How JFK and Jackie reignited their love
The death of their son Patrick was the catalyst for a more loving and caring relationship, writes Donal Lynch
The late, great (Iraq war support aside) Christopher Hitchens once wrote that JFK had already had "more than enough ink". As we finally approach the 50th anniversary of the president's death – which itself feels like it has gone on for 50 years – there remains more ink to be spilled and one final seam of Kennedy history that has yet to be fully mined: the death of a philanderer. It came shortly before his actual death and at the time it seemed as unlikely as the shooting which later claimed his life: womanising seemed to be the engine that drove JFK's power and lore. He famously told anyone who would listen that he needed to have sex once a day or he would get a headache.
Yet another book about his exploits with White House interns was published last week. His dalliance with Marilyn Monroe was, of course, among the great 20th-century legends. Jackie seemed to be the original long-suffering wife. When she suffered her first stillborn child in 1956, JFK was on a yacht in the Mediterranean, reluctant to return home quickly to his devastated wife. With his cold detachment, he said he saw no pressing reason to rush back – after all, he reasoned, the baby was already lost.
He relented only when his advisers warned the shrewd young senator from Massachusetts that if he didn't race home, he'd never win the woman's vote in any future campaign. As told in one Kennedy biography, his close friend Senator George Smathers warned him: "You better haul your ass back to your wife if you ever want to run for president." And so he did come home, but privately it did not mean he took his marriage any more seriously. Marlene Dietrich and a host of other lesser-known women were still up ahead of him.

## TASK DETAILS
Pick up the article on JFK and Jackie's marriage right after its last sentence and keep writing it.

## Stored data entries
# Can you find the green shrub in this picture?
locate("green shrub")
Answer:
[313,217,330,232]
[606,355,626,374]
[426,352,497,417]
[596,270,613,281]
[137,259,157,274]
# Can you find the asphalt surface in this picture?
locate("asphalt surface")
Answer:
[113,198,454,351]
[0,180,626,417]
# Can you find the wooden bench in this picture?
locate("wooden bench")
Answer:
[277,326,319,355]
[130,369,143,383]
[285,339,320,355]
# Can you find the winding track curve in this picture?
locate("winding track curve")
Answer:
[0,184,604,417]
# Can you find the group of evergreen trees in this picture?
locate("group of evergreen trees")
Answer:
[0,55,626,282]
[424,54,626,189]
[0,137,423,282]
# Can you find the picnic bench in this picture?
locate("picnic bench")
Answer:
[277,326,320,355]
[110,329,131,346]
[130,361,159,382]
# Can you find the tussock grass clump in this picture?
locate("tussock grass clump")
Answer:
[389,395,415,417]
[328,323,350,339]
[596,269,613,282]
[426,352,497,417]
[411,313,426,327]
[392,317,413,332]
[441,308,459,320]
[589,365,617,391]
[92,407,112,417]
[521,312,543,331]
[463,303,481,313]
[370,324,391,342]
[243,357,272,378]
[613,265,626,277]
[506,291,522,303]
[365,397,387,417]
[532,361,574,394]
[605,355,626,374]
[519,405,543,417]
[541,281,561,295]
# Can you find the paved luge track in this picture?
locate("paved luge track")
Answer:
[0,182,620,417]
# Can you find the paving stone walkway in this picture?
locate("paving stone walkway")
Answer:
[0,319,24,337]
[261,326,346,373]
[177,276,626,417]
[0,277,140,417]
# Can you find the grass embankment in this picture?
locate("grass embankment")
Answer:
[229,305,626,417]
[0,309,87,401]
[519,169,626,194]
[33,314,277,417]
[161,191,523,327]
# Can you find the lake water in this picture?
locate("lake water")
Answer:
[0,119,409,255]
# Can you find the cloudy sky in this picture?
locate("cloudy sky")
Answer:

## RESULT OF THIS EXERCISE
But right at the end, too late for atonement perhaps, there was a dramatic shift in Kennedy's priorities.
It came in the aftermath of his trip to Ireland and the death of his prematurely born baby son from respiratory distress syndrome. He was called Patrick Kennedy, the first Patrick in a generation for the storied Irish-American dynasty. That he was so named, just weeks after the president's trip to Ireland, can be no coincidence – Kennedy was still basking in the romantic afterglow of the trip. Jackie had, of course, curtailed her public duties because of her pregnancy and to widespread disappointment here had not accompanied her husband on the June tour, something that hardly bothered her husband: they were all but living separate lives by that point. Still, when their little boy died after just three days in an incubator it united them in grief and provided an unlikely shot in the arm for their marriage.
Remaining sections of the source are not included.